[Required task]: Copy out the stretch from the line containing "target | hazy horizon" through the end of the lines, both ends included, keeping every request. In the answers, multiply each coordinate by 1.65 and round it to a whole number, with halves rounded up.

Lines from a pointing dataset:
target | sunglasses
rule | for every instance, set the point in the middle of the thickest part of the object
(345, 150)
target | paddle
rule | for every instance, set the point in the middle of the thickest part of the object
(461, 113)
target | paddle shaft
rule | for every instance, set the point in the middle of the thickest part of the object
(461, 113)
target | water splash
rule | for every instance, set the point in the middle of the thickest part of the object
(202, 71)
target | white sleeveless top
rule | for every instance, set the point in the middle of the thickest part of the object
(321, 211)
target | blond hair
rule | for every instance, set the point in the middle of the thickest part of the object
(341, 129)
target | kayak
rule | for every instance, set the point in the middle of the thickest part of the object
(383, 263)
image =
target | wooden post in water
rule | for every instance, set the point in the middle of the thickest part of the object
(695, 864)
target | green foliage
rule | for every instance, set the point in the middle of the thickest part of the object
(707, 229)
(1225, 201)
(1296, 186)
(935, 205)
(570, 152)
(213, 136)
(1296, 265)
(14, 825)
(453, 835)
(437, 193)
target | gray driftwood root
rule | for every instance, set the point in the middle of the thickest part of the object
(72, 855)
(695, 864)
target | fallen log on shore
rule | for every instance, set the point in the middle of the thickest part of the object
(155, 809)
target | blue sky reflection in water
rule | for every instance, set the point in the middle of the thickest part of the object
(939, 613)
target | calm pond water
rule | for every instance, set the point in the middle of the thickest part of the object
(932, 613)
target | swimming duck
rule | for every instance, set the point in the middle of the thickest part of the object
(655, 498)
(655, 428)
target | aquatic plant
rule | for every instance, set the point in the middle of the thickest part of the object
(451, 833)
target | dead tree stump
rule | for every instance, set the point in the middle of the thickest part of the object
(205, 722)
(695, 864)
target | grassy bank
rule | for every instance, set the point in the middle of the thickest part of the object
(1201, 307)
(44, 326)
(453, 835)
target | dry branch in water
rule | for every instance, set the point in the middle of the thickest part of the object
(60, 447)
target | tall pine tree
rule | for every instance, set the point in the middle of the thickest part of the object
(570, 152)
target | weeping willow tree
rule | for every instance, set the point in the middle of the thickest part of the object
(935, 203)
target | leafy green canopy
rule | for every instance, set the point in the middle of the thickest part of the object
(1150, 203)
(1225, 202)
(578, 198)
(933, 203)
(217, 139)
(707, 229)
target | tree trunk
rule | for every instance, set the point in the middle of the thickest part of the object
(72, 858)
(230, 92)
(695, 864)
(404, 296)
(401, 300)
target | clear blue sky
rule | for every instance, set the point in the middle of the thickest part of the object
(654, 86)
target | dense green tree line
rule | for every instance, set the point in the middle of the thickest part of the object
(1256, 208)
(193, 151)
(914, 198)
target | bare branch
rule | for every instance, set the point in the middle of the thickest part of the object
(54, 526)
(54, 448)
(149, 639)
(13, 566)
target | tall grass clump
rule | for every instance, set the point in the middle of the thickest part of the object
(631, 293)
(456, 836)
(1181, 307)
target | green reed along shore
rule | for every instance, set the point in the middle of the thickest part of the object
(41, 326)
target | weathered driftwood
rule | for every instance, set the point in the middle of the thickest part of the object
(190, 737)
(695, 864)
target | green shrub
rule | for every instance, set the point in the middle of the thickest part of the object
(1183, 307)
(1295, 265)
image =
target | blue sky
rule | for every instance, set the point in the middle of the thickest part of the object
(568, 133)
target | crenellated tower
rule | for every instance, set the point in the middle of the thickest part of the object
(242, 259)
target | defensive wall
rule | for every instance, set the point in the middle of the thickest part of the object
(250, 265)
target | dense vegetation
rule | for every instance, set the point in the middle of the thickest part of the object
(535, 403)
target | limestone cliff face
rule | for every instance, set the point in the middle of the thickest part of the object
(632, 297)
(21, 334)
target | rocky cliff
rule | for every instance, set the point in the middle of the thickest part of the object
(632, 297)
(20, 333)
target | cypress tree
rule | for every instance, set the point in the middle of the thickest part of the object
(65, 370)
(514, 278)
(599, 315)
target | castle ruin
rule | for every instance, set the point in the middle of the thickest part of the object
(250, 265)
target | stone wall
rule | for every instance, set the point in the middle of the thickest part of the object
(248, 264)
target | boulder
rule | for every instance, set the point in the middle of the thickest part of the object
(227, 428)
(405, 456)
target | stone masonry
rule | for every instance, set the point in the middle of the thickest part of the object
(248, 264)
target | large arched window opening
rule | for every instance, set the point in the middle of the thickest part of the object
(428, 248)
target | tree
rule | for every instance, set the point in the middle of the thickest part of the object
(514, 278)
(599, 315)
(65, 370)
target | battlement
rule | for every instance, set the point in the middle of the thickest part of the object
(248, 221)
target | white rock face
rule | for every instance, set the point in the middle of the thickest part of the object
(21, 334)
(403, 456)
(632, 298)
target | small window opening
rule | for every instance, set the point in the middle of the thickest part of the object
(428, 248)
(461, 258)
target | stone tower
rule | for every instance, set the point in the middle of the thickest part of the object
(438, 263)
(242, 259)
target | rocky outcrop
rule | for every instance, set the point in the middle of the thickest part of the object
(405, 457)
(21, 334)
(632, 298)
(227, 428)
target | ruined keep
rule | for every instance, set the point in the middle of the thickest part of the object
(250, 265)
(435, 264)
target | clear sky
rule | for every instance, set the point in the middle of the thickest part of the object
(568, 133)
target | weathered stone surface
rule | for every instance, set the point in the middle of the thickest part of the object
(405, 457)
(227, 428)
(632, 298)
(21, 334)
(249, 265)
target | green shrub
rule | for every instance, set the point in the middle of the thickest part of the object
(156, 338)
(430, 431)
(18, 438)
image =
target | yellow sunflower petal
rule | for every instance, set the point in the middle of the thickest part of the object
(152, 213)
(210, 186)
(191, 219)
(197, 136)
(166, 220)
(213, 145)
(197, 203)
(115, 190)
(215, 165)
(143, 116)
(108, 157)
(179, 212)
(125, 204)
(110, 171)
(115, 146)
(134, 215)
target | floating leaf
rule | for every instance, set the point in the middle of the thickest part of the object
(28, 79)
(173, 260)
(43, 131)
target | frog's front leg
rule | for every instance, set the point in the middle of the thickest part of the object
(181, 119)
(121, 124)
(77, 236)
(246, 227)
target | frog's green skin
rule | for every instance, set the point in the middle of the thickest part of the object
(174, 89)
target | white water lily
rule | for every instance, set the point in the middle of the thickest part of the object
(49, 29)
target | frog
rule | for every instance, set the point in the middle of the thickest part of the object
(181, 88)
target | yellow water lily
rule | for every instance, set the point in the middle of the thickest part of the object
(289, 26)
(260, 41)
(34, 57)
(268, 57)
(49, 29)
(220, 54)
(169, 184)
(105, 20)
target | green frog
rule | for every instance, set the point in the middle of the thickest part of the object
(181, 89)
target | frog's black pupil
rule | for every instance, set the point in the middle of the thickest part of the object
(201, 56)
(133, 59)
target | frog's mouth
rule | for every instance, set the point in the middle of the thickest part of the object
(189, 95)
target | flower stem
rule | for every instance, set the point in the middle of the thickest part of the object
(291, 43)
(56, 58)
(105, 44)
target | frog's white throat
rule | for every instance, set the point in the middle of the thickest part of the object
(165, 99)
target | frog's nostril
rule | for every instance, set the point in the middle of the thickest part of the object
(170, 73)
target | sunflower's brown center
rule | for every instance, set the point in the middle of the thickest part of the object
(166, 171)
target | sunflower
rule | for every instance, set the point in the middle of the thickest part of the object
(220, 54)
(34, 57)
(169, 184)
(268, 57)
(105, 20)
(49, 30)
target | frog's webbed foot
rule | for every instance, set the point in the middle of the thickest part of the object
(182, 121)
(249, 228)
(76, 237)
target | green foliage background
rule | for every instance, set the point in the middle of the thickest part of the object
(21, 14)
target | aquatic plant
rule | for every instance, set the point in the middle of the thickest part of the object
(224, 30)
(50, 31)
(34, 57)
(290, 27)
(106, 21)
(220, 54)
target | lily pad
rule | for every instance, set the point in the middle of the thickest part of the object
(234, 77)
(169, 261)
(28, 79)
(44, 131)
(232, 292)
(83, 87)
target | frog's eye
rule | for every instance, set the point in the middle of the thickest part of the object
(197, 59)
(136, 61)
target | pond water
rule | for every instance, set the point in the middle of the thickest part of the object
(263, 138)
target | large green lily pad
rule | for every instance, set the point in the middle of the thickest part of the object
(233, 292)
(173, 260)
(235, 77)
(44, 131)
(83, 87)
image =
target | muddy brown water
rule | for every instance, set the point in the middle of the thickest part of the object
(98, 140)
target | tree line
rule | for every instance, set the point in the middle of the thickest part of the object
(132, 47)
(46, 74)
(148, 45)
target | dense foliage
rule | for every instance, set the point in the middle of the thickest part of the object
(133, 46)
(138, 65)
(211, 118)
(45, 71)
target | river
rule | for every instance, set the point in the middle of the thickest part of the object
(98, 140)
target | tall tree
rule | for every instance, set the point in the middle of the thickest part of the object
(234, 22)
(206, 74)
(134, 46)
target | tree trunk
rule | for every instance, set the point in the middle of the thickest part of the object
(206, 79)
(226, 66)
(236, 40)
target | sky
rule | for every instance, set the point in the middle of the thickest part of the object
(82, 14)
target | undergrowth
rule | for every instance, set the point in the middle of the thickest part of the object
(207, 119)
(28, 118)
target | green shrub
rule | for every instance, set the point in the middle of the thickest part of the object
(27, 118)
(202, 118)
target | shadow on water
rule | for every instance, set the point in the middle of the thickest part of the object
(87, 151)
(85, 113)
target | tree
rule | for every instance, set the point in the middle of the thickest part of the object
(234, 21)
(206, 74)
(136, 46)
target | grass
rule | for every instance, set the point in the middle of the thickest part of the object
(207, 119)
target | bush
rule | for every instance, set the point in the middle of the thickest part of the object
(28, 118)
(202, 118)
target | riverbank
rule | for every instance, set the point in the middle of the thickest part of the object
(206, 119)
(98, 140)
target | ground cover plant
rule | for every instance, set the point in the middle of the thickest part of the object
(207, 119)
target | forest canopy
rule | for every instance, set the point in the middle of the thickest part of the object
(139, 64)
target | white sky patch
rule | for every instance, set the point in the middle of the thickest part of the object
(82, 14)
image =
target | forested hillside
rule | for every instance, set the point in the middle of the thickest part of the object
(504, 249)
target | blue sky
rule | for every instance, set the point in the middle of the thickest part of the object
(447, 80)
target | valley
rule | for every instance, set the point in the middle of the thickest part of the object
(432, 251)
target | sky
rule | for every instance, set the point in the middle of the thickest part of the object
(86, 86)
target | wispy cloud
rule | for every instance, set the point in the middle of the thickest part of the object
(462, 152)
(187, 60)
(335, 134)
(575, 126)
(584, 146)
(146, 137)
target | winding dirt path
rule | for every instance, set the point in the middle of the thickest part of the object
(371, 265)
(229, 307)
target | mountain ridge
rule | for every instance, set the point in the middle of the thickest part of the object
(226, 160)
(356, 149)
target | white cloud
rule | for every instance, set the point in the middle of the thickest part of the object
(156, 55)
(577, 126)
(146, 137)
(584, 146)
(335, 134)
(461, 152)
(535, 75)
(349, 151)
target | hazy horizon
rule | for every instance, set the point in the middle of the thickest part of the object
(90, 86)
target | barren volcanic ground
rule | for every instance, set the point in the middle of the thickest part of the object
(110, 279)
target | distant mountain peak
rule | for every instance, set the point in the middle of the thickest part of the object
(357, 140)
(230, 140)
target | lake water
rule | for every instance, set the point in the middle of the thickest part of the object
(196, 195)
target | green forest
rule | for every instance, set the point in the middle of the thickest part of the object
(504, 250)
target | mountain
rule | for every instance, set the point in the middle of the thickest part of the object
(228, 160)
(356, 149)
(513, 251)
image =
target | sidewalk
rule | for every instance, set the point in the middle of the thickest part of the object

[Written solution]:
target | hazy horizon
rule | for every instance, set the point in the middle of the thickest part of the object
(149, 142)
target | barren volcanic ground
rule | for every instance, set the point in the middle of the thickest part of the object
(182, 460)
target | distant mountain peak
rule | for every instance, set the point in the middle of the thickest part of the object
(589, 231)
(380, 231)
target | lake water
rule | for every instance, set the point in the middle of the thickest part of the object
(323, 322)
target | green forest
rule | for every instance, set the point in the middle of the thickest part of the object
(832, 413)
target | mountain
rule | for every instance, set the point in the middle of the thickest part of the object
(376, 264)
(587, 246)
(846, 414)
image =
target | sidewalk
rule | for every instance, set the point in the middle of the thickest part of the object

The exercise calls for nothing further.